:: PAGE EXTRACT ::

Twenty-Eighth Sunday in Ordinary Time
The Second Book of Kings furnishes this weekend with its first scriptural reading at Mass. Once the two books of Kings were a single volume, but time passed and editors divided the volume into two parts.
These writings are among the Old Testament’s “historical books.” While they are interested in the careers of the early kings of Israel, as the name implies, none of the Old Testament is primarily about secular history in and of itself.
Instead, the Old Testament books all are concerned with religion, and more precisely with the relationship between God and all the Hebrew people. In the view of the ancients, the most important question in life was how to be faithful to God. Nothing else mattered.
Therefore, while the kings are prominent in these books, religious figures very much are in evidence.
This weekend’s reading is an example. The central personality is not a king, but rather Naaman. Two strikes are against Naaman. He is a Gentile, and he is a leper. It was much more than a coincidence of birth, nationality, religious choice or bad health. Each circumstance represented estrangement from God. Leprosy was seen, for instance, as punishment for sin.
Naaman was cured by bathing in the Jordan River. The Jordan formed an important border between the Promised Land, overflowing with life, and the foreign world, filled with treachery and death and people who were unbelievers. Crossing the Jordan symbolized, and indeed was, entry into the land of God’s Chosen People.
After being cured, Naaman went to thank God, represented by Elisha, the prophet. It is a story, then, of divine mercy and of recognizing God.
The Second Epistle to Timothy is the next reading. The epistle reassures and challenges Timothy, an early convert to Christianity, disciple of Paul and eventually a bishop. Paul assures Timothy that anyone who truly dies with Christ by dying to sin receives everlasting life with God.
St. Luke’s Gospel provides the last reading. “Leprosy” occurs throughout the Scriptures, but modern scholars do not know precisely what the disease was. Even so, the ancient problem obviously was chronic, progressive and a fearful fate.
Unaware of the scientific workings of disease, ancient Jews saw a curse from God in leprosy. They assumed that, somehow, somewhere, the leper had disobeyed God.

:: RECORDS SHOWN ::
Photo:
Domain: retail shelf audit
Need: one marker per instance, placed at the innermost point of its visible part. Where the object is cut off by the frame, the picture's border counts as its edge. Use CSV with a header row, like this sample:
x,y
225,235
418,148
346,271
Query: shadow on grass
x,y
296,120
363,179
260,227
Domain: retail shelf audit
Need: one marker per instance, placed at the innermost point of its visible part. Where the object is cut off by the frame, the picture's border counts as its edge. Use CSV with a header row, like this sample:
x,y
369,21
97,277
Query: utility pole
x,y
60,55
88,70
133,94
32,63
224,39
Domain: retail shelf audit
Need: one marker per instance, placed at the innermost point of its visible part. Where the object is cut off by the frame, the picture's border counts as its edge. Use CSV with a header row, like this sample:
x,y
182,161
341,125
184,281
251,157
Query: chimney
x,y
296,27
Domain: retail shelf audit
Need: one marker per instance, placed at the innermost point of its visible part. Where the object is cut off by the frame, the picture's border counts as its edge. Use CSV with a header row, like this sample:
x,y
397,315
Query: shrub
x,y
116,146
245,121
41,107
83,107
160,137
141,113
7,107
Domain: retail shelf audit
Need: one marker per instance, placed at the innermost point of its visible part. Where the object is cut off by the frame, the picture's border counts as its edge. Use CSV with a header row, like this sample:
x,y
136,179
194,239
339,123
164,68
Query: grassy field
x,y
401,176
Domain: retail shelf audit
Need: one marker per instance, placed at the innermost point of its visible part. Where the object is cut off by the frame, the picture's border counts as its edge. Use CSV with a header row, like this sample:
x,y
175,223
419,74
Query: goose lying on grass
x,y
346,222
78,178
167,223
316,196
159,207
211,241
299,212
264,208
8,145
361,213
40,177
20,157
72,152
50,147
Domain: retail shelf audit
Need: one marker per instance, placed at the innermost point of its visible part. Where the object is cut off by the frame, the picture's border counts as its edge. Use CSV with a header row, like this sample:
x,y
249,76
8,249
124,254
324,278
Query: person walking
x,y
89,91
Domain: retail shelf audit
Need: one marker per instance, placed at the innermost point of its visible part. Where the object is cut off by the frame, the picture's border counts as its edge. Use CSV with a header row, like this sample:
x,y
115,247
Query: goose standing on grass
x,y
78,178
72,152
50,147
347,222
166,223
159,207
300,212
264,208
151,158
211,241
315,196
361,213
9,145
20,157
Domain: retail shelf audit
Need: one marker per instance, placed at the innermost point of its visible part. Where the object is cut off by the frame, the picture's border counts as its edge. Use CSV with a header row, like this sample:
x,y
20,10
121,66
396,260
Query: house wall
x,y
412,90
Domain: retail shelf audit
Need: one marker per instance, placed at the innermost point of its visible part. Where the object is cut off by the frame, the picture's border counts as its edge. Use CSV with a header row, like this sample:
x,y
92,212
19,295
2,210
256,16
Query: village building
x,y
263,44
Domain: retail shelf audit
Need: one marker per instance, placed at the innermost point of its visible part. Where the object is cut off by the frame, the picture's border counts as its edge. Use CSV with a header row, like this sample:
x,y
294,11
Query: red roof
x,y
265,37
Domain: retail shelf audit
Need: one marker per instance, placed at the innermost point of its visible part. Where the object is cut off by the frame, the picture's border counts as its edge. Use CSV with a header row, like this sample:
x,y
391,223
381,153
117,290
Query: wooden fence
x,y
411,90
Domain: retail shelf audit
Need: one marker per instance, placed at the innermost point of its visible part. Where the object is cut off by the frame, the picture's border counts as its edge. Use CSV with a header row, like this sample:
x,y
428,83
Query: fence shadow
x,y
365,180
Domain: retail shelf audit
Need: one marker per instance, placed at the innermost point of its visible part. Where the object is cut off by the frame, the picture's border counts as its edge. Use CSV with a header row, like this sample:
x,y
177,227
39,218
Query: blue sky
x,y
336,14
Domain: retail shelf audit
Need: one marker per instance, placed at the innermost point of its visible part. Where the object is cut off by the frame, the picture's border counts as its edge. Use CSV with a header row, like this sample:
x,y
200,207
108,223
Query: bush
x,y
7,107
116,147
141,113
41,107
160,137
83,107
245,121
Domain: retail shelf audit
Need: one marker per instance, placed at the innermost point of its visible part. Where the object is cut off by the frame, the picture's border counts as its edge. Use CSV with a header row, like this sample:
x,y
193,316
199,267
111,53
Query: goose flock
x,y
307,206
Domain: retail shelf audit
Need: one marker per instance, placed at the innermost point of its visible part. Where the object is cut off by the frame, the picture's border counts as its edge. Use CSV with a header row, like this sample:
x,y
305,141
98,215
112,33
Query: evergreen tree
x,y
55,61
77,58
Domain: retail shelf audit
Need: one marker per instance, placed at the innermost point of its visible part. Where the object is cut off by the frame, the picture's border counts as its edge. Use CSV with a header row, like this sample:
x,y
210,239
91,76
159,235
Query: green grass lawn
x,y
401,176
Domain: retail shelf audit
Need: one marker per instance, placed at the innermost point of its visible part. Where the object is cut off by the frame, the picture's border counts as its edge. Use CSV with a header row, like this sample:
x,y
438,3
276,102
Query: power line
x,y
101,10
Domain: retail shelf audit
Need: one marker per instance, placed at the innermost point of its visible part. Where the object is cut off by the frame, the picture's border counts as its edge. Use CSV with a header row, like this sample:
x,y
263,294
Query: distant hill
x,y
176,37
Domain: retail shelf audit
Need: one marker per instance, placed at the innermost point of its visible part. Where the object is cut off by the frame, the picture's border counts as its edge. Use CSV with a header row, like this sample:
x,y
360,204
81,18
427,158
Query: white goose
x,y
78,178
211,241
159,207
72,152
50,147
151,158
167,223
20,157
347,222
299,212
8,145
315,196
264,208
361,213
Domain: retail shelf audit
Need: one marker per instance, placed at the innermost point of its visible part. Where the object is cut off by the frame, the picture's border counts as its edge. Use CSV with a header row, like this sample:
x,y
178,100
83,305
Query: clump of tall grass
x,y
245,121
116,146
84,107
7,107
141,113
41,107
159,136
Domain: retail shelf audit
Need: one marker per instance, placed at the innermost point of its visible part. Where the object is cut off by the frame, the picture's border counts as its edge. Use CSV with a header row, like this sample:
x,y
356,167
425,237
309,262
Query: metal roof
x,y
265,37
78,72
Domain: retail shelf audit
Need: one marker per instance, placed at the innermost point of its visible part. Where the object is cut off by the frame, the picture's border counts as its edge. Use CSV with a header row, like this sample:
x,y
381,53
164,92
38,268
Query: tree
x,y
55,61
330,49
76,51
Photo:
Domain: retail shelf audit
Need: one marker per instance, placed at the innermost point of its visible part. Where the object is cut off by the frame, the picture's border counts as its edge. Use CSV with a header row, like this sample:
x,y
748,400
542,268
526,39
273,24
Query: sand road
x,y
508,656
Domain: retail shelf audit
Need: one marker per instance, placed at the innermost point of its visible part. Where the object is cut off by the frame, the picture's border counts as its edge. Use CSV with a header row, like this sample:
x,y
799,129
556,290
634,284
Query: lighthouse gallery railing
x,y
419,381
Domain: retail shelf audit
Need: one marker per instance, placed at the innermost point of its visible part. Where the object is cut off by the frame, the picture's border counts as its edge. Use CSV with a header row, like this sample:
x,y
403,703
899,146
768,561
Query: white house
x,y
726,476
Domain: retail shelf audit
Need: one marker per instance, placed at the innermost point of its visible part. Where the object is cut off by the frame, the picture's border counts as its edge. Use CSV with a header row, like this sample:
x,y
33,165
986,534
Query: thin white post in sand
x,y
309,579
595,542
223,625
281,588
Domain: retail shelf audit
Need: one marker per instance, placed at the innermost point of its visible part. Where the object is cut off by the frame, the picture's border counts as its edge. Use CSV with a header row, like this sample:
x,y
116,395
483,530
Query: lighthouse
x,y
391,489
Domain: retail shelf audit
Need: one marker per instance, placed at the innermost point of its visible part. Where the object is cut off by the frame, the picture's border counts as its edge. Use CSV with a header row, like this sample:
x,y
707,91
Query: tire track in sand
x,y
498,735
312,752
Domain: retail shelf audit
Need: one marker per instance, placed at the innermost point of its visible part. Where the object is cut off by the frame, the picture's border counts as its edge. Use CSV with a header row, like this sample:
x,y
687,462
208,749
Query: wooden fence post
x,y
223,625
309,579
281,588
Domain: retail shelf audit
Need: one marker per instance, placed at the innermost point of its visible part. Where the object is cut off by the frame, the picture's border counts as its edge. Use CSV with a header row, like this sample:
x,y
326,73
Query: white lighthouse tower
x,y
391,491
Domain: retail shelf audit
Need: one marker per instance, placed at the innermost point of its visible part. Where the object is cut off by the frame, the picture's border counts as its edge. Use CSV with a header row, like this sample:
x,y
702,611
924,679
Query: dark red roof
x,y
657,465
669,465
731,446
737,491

:: YOUR TASK ::
In the reflection for the Twenty-Eighth Sunday in Ordinary Time, what two strikes are against Naaman?

:: SOLUTION TO THIS TASK ::
He is a Gentile, and he is a leper.